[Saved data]
_ _ _ _ _ _ _

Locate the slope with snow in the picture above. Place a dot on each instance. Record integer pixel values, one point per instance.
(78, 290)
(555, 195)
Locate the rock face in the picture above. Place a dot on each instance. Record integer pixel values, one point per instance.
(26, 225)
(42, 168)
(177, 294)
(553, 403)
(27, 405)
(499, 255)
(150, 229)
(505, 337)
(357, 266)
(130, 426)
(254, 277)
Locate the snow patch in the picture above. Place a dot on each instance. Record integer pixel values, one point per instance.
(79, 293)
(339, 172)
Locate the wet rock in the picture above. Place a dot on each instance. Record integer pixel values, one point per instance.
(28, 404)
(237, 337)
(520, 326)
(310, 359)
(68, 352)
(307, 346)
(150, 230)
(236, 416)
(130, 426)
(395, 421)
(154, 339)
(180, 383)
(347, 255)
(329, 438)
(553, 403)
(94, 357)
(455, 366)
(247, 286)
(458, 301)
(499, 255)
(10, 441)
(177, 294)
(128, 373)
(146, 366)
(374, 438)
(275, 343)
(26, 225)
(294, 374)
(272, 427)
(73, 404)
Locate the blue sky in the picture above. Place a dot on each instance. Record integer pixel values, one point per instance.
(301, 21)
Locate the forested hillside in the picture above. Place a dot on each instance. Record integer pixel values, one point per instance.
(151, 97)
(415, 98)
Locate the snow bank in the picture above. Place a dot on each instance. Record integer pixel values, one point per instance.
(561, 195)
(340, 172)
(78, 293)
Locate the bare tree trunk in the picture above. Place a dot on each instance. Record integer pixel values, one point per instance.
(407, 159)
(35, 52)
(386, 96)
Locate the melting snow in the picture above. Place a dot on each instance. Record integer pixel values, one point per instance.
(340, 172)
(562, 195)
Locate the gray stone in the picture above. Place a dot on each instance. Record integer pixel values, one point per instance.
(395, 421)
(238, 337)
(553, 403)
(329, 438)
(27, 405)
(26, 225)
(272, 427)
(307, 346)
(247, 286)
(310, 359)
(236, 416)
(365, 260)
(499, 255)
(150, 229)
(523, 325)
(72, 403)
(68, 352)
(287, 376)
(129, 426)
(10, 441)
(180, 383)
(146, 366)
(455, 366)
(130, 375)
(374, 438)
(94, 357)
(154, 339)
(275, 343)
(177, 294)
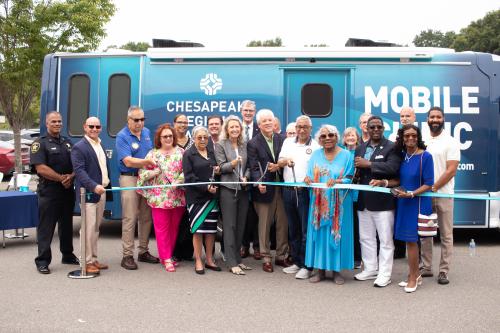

_ _ _ _ _ _ _

Exercise aim
Tally the lines in the listing that contain the string "above", treating case as significant. Give only the number.

Complete answer
10